- Extrait fourni -
________

L'austérité de l'icône

 

L'icône byzantine semble austère, d'une austérité qui souvent est accentuée par la maladresse de l'iconographe. Cela est également valable pour toute l'Orthodoxie et pour ceux qui la vivent.

Rien dans l'icône ne distrait, n'amuse, ne flatte. Tout est concentré sur l'essentiel : la beauté pure, comme celle des cimes, la vérité authentique qui ignore le fard de ce monde, la pureté qui ne tolère aucune souillure. L'icône nous met face à nous-même, nous interroge, nous juge, non pour nous condamner mais afin de nous relever, et finalement, elle nous libère de notre égocentrisme étouffant d'où viennent toutes nos souffrances et les autres vices tels que la vanité, la dureté de coeur, l'angoisse, etc. Cette apparente austérité est due à nous-même, à notre mollesse, notre sensualité, notre sentimentalité; rien sur l'icône ne s'y prête. L'icône, avec ce que nous taxons trop facilement d'archaïsme, n'est pas en marge du monde moderne mais elle est comme une oasis dans le désert stérile du monde actuel. Envahis par les images de plus en plus artificielles de la télé, de la publicité, de la presse, l'icône purifie notre oeil et le rafraîchit.

________

- Données fournies -
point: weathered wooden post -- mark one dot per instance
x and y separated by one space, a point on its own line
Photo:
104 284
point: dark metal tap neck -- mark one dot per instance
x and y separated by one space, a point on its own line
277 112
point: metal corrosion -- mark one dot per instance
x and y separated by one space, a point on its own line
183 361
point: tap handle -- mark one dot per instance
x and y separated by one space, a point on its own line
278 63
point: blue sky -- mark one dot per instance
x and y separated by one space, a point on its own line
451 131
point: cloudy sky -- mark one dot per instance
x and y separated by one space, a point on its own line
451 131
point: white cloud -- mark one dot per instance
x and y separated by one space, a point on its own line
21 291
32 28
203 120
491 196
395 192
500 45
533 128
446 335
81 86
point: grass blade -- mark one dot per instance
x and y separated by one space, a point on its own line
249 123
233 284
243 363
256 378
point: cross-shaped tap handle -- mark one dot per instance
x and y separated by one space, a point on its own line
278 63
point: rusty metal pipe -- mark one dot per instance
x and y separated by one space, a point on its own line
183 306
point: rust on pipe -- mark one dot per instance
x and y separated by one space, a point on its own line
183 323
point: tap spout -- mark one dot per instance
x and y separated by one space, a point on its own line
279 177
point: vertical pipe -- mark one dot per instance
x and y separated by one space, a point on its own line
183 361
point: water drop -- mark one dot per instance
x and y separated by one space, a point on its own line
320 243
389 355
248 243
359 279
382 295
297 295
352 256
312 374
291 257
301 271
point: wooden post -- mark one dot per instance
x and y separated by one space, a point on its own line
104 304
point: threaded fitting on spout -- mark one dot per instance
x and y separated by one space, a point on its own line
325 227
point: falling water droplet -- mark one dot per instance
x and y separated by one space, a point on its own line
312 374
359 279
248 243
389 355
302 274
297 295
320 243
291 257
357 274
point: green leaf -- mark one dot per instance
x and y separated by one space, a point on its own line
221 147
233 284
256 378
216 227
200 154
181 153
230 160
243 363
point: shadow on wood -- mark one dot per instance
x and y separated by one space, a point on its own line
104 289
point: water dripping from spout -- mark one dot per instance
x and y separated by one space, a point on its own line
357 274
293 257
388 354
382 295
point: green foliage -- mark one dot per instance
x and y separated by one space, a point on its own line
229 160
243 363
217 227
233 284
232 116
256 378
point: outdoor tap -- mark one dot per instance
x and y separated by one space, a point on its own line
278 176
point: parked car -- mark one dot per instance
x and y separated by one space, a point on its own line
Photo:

________

Recopiez fidèlement le passage du texte sur l'austérité de l'icône qui commence par « L'icône byzantine semble » et se poursuit jusqu'à « qui la vivent. ».

L'icône byzantine semble austère, d'une austérité qui souvent est accentuée par la maladresse de l'iconographe. Cela est également valable pour toute l'Orthodoxie et pour ceux qui la vivent.